• 给定练习: 请把这篇评论从“至于这一原则所引出的现实含义”开始、一直到“规则,那么就应按此规则分配。”为止的部分重写一遍，其中的“罗氏”全部改为“罗斯巴德”。

• 摘录:

罗斯巴德批判#19:司马光,赔我缸!

#第20章#

本章主题是所谓“险境求生”问题,比如发生海难时,救生艇只能容纳10人,而逃生者有100人,如何分配这10个位置?不过,罗斯巴德对此问题的论证,试图回答的是一个更一般的问题:在生死存亡的紧急状况下,财产权对行为的约束在法律上是否仍然有效?有没有回旋余地?罗氏也是这么提出问题的(p.208):

他认为,即便在紧急情况下,财产权也是绝对的,侵犯它仍是犯罪,可以被财产主人追究(p.211):

他在文末结论中又重申了财产权的这一绝对性原则(p.212):

至于这一原则所引出的现实含义以及它与世人道德直觉的强烈冲突,罗氏是这么回答可能质疑的(p.210):

【这里先要说明一点(对本系列各篇都适用),罗氏不区分民法和刑法,也不区分恶意、无意和善意,所以他把违约、侵权、盗窃、抢劫、伤害、杀人,一律视为性质完全相同的犯罪:偷窃(杀人是对自有权的偷窃);所以我们在检查他的观点时,也无须区分一项行为的民事方面和刑事方面。】

对罗氏在险境求生问题上的论证,我不想过多评论,因为无论它的现实意义如何,是否能被世人接受,它至少大致上是自洽的,不过也有两个不算太小的漏洞。

险境求生实际上是一个紧急状态下的资源分配问题,罗氏认为,假如待分配资源原本就无主,或主人之前已在灾难中身亡,因而这些资源回到了无主状态,并且他生前没有对这些资源在紧急状态下的分配制订规则,那么分配便按先占先得规则分配。【尽管罗氏未具体说明,此处的先占先得当然是罗氏版本的先占先得,即占据并且使用才算有效占有,照此推测,若两个人控制能容下10人的救生艇,并按其意愿分配剩余空间,大概是非法的。】

相反,假如这些资源的主人还活着并在现场,那么分配就应按其意愿进行,或者虽然死了但生前为此种情形下的分配制订了规则,那么就应按此规则分配。

问题来了,照这么说,罗氏是赞同遗嘱或契约在身后的效力的,可是我们在上一章里刚刚看到,他明确反对财产主人对财产的处置意愿的效力延伸到其身后,因而否定了遗嘱信托的效力,也否定了契约在立约人身后的效力,请看(p.201):

而且他对这些身后效力的反对,是明确基于更一般的原则:“对财产的全部权利必须属于现存于世的人”,后者不能“受到逝者意愿的约束”,既然如此,船主事先按其意愿所制订的紧急状态下救生资源分配规则,怎么能在他死后仍能对这些资源的分配具有约束力呢?

• 照片物体指认记录:
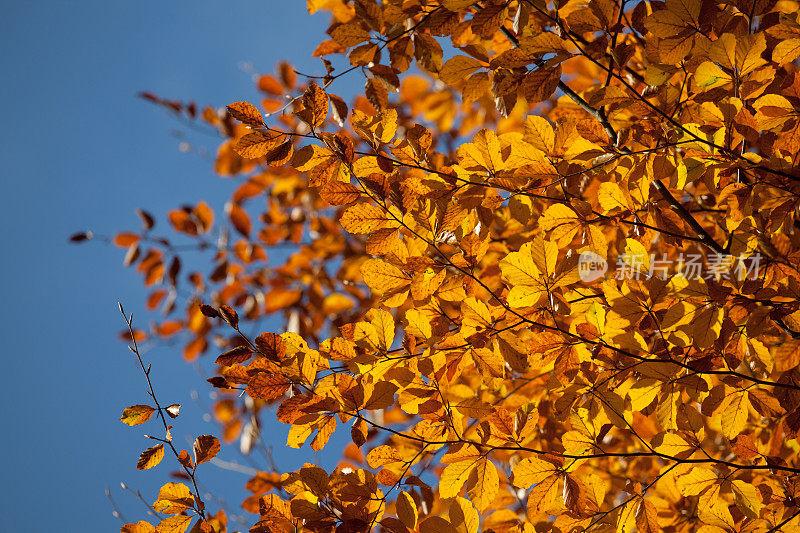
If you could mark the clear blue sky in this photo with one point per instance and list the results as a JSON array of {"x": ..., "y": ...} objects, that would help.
[{"x": 80, "y": 151}]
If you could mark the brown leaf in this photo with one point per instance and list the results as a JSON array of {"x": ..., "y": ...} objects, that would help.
[
  {"x": 246, "y": 113},
  {"x": 271, "y": 346},
  {"x": 206, "y": 447},
  {"x": 234, "y": 355},
  {"x": 229, "y": 315},
  {"x": 150, "y": 457},
  {"x": 267, "y": 386}
]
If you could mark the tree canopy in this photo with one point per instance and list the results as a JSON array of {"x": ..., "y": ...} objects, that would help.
[{"x": 543, "y": 270}]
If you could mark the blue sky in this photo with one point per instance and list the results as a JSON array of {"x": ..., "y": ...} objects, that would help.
[{"x": 80, "y": 151}]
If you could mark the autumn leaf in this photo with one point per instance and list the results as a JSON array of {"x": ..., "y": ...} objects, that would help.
[
  {"x": 150, "y": 457},
  {"x": 206, "y": 447},
  {"x": 246, "y": 113},
  {"x": 173, "y": 498}
]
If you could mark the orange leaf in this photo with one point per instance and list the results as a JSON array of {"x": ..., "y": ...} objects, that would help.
[
  {"x": 150, "y": 457},
  {"x": 206, "y": 447}
]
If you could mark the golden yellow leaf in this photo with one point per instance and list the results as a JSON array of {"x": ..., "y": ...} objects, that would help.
[
  {"x": 206, "y": 447},
  {"x": 174, "y": 524},
  {"x": 139, "y": 527},
  {"x": 748, "y": 499},
  {"x": 365, "y": 218},
  {"x": 246, "y": 113},
  {"x": 454, "y": 476},
  {"x": 457, "y": 68},
  {"x": 708, "y": 75},
  {"x": 531, "y": 471},
  {"x": 150, "y": 457},
  {"x": 436, "y": 524},
  {"x": 407, "y": 510},
  {"x": 673, "y": 445},
  {"x": 483, "y": 484},
  {"x": 383, "y": 323},
  {"x": 539, "y": 133},
  {"x": 383, "y": 277},
  {"x": 173, "y": 498},
  {"x": 695, "y": 481},
  {"x": 734, "y": 411},
  {"x": 786, "y": 51},
  {"x": 463, "y": 516},
  {"x": 611, "y": 197}
]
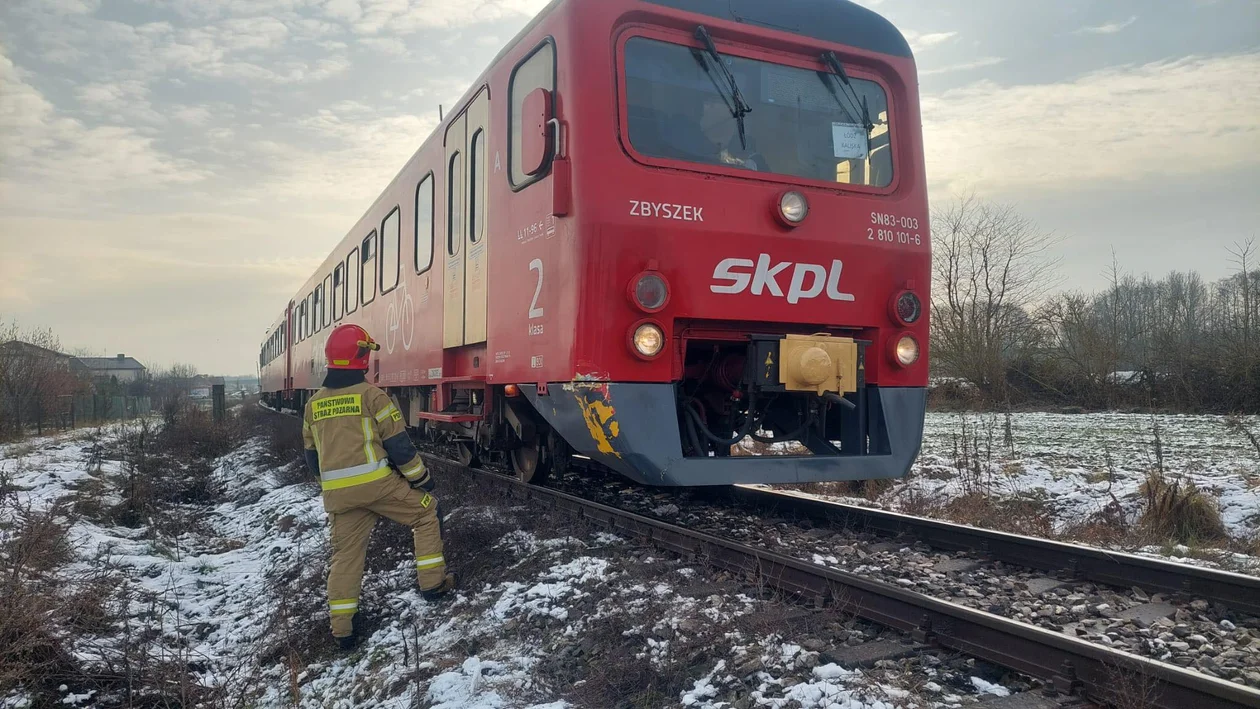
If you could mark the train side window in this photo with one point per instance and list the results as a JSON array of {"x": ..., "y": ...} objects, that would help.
[
  {"x": 425, "y": 224},
  {"x": 352, "y": 285},
  {"x": 391, "y": 246},
  {"x": 536, "y": 71},
  {"x": 368, "y": 270},
  {"x": 476, "y": 187},
  {"x": 338, "y": 292},
  {"x": 316, "y": 306},
  {"x": 454, "y": 214},
  {"x": 325, "y": 311}
]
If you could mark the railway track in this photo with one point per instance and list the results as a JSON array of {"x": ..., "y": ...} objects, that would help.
[
  {"x": 1069, "y": 666},
  {"x": 1230, "y": 589}
]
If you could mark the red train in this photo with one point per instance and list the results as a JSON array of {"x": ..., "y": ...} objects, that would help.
[{"x": 650, "y": 229}]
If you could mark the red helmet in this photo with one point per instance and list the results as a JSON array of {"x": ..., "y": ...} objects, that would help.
[{"x": 348, "y": 348}]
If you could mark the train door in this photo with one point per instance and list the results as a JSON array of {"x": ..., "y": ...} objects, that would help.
[
  {"x": 290, "y": 320},
  {"x": 464, "y": 302}
]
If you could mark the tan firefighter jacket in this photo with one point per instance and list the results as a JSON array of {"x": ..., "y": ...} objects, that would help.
[{"x": 354, "y": 433}]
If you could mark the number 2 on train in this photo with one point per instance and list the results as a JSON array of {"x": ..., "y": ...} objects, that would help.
[{"x": 534, "y": 311}]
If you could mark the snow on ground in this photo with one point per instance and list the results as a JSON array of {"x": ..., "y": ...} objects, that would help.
[
  {"x": 547, "y": 617},
  {"x": 1079, "y": 461}
]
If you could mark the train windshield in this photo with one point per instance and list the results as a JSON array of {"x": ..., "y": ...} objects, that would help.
[{"x": 803, "y": 122}]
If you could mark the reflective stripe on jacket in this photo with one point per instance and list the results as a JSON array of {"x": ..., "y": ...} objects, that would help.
[{"x": 353, "y": 433}]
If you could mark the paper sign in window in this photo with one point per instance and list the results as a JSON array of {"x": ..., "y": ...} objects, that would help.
[{"x": 849, "y": 141}]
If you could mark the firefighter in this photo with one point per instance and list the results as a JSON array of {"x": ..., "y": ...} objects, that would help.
[{"x": 368, "y": 467}]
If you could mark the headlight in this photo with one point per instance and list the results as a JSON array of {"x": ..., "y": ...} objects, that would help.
[
  {"x": 906, "y": 350},
  {"x": 648, "y": 339},
  {"x": 907, "y": 307},
  {"x": 650, "y": 291},
  {"x": 793, "y": 207}
]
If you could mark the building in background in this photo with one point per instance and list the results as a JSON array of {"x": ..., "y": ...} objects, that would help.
[
  {"x": 119, "y": 368},
  {"x": 200, "y": 385}
]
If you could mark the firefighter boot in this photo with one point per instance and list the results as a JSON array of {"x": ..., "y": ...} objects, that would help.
[{"x": 440, "y": 589}]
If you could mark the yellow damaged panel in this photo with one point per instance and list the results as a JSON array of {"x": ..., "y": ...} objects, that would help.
[
  {"x": 818, "y": 363},
  {"x": 599, "y": 419},
  {"x": 334, "y": 407}
]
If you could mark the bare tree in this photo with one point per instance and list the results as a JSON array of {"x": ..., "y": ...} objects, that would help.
[
  {"x": 1242, "y": 256},
  {"x": 34, "y": 375},
  {"x": 990, "y": 267}
]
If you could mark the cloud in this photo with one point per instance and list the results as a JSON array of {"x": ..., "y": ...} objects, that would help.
[
  {"x": 386, "y": 45},
  {"x": 53, "y": 160},
  {"x": 1169, "y": 119},
  {"x": 182, "y": 275},
  {"x": 407, "y": 17},
  {"x": 963, "y": 67},
  {"x": 920, "y": 42},
  {"x": 1109, "y": 28}
]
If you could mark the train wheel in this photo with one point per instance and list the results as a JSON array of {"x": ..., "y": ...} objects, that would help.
[
  {"x": 531, "y": 462},
  {"x": 466, "y": 453}
]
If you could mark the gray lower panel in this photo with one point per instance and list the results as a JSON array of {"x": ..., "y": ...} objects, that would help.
[{"x": 633, "y": 428}]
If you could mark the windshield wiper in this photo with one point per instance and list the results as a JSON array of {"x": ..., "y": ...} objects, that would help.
[
  {"x": 738, "y": 106},
  {"x": 859, "y": 107}
]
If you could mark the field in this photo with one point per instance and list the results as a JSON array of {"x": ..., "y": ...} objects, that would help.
[{"x": 1081, "y": 476}]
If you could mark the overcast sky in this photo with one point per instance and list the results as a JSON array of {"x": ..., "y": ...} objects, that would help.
[{"x": 170, "y": 170}]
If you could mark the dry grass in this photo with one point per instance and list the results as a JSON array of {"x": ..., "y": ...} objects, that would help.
[{"x": 1176, "y": 510}]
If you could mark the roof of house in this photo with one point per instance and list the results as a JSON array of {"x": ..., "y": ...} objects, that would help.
[
  {"x": 110, "y": 363},
  {"x": 35, "y": 350}
]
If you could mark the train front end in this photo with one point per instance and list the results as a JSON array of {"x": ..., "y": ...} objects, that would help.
[{"x": 755, "y": 300}]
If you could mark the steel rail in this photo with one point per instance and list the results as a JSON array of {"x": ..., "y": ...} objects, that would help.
[
  {"x": 1071, "y": 666},
  {"x": 1236, "y": 591}
]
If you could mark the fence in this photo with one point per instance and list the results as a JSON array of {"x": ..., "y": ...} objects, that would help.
[{"x": 88, "y": 409}]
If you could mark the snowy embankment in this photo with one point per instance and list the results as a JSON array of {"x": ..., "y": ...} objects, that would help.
[
  {"x": 226, "y": 596},
  {"x": 1077, "y": 464}
]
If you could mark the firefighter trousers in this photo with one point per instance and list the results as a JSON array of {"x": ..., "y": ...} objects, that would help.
[{"x": 354, "y": 513}]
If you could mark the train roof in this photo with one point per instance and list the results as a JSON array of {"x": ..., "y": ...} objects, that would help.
[{"x": 838, "y": 22}]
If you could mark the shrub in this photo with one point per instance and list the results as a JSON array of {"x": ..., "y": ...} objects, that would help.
[{"x": 1178, "y": 511}]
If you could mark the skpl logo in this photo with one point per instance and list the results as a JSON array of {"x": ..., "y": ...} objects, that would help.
[{"x": 765, "y": 278}]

• 正确结果:
至于这一原则所引出的现实含义以及它与世人道德直觉的强烈冲突,罗斯巴德是这么回答可能质疑的(p.210):

【这里先要说明一点(对本系列各篇都适用),罗斯巴德不区分民法和刑法,也不区分恶意、无意和善意,所以他把违约、侵权、盗窃、抢劫、伤害、杀人,一律视为性质完全相同的犯罪:偷窃(杀人是对自有权的偷窃);所以我们在检查他的观点时,也无须区分一项行为的民事方面和刑事方面。】

对罗斯巴德在险境求生问题上的论证,我不想过多评论,因为无论它的现实意义如何,是否能被世人接受,它至少大致上是自洽的,不过也有两个不算太小的漏洞。

险境求生实际上是一个紧急状态下的资源分配问题,罗斯巴德认为,假如待分配资源原本就无主,或主人之前已在灾难中身亡,因而这些资源回到了无主状态,并且他生前没有对这些资源在紧急状态下的分配制订规则,那么分配便按先占先得规则分配。【尽管罗斯巴德未具体说明,此处的先占先得当然是罗斯巴德版本的先占先得,即占据并且使用才算有效占有,照此推测,若两个人控制能容下10人的救生艇,并按其意愿分配剩余空间,大概是非法的。】

相反,假如这些资源的主人还活着并在现场,那么分配就应按其意愿进行,或者虽然死了但生前为此种情形下的分配制订了规则,那么就应按此规则分配。